======== EXTRACTED MATERIAL ========

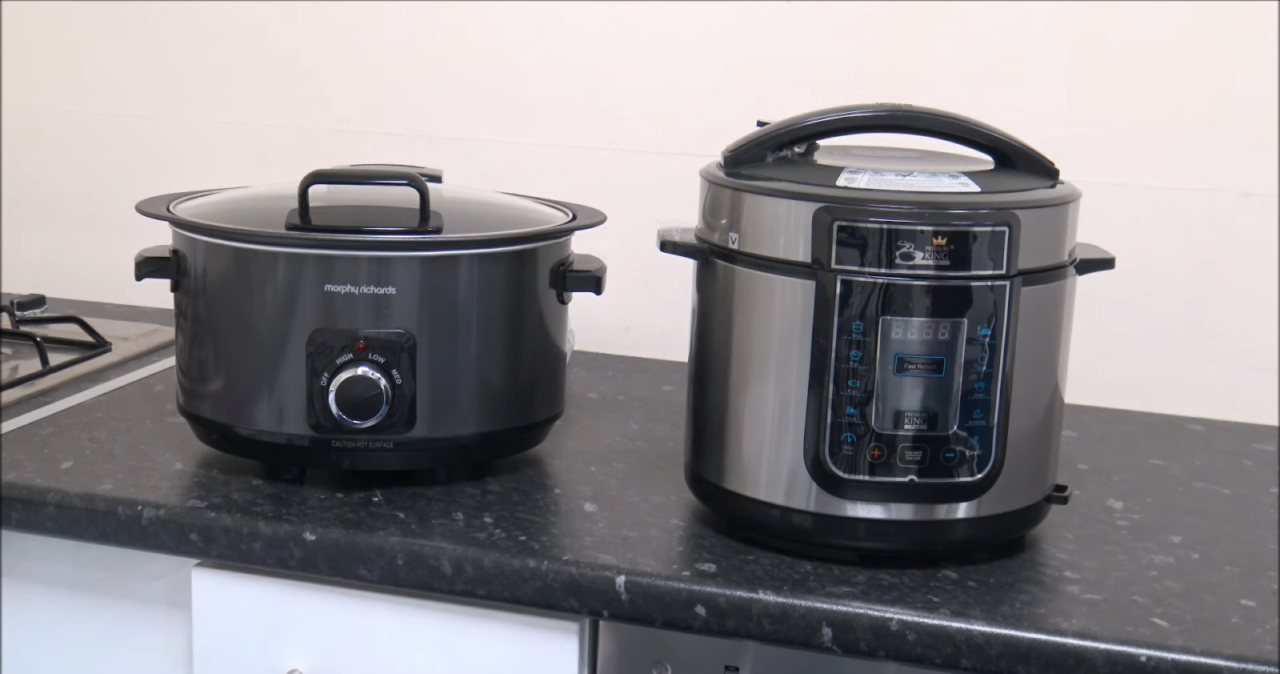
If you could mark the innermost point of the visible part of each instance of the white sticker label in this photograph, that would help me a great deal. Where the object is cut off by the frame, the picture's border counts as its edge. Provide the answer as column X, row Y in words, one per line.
column 906, row 180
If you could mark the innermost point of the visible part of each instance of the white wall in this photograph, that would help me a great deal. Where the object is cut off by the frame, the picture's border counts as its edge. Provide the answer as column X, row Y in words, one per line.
column 1164, row 113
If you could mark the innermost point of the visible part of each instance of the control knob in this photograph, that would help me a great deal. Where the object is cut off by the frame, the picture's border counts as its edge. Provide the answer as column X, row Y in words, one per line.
column 360, row 395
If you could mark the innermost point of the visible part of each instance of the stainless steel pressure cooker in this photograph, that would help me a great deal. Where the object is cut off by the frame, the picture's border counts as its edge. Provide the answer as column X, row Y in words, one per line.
column 370, row 317
column 881, row 334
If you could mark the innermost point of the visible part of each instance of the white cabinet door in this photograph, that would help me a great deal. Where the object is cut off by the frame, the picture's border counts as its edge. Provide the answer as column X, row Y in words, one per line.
column 71, row 606
column 245, row 623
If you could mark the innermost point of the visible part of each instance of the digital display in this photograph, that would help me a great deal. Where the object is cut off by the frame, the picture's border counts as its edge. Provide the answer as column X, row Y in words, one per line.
column 924, row 329
column 918, row 380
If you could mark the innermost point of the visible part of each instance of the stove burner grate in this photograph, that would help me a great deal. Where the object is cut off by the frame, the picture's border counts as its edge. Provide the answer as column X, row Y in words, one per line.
column 26, row 312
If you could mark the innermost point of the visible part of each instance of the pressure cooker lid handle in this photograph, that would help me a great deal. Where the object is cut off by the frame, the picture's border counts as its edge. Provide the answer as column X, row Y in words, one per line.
column 1001, row 147
column 380, row 174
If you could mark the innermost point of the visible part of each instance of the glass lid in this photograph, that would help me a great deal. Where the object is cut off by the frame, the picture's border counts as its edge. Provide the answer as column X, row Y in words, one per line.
column 394, row 205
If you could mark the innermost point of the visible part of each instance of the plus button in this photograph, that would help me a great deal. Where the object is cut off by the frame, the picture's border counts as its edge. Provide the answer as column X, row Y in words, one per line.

========

- [PROMPT]
When you reach a picture, pass over it; write out all other material exactly.

- [EXERCISE RESPONSE]
If you could mark the innermost point of the visible part of each instance of the white sticker label in this photograph, that would help me a great deal. Where the object is cut off by the frame, the picture's border counts as its edge. Provide the answer as column X, row Y in words, one per line.
column 906, row 180
If you could mark the innermost point of the visible part of each instance of the white wall in this photograph, that would help me a great deal. Where the object is cut off by the frame, the picture's border counts as its edge. Provide the answer as column X, row Y in words, one per line.
column 1164, row 113
If you could mark the innermost point of the visible part of each instance of the control knob in this photograph, that would help me a great deal. Where the object is cut off by the frame, the picture's border counts as its edge. Provide the answer as column X, row Y in words, one per line.
column 360, row 395
If you could mark the innermost point of the visible part of each instance of the stainless steel pressure cooker in this photograph, that would help me a great deal. Where the object is cut off by the frame, the picture's border counts as its edge. Provide the answer as column X, row Y in words, one per line.
column 370, row 317
column 881, row 334
If you could mark the innermost point of the visible part of each instance of the white cabinet door in this photograph, that would help me a great deal. Where the object is cut off by the frame, the picture's border counts as its edge. Provide the answer as column X, row Y in words, one per line.
column 71, row 606
column 245, row 623
If you could mark the innermost point of the visible part of each instance of the digital display in this photograph, that would help me a great deal. Where the object is cut off by the frame, the picture's border counts as its edge. Provide the answer as column X, row Y in words, one per line.
column 924, row 329
column 918, row 380
If you could mark the innermost point of the visible part of each instance of the stove burner grate in this photograph, that would help me a great deal. Where the object is cut off by the frame, the picture's border counts as its edge. Provide the answer as column X, row Y in words, one per line.
column 26, row 312
If you could mark the innermost point of the visible part of each instance of the pressure cooker lid handle in this photograph, that would help me a great deal. Where the object is cut off by the frame, the picture's border counts as its edge. Provide the answer as column X, row Y in words, one per line.
column 1001, row 147
column 380, row 174
If you could mark the innermost point of the visible part of each instance of the glass lid in this photograph, that would help me a great deal. Where the object is cut off by the frame, the picture's border counts as its edge. Provide the answer as column X, row Y in words, one per line.
column 394, row 205
If you could mark the innermost point of the visible part of each instance of the plus button in this photograph, that would help me a great deal. Where the object is cut off by the frame, the picture's border counts as its edge. Provide the answer as column X, row Y in words, one per line.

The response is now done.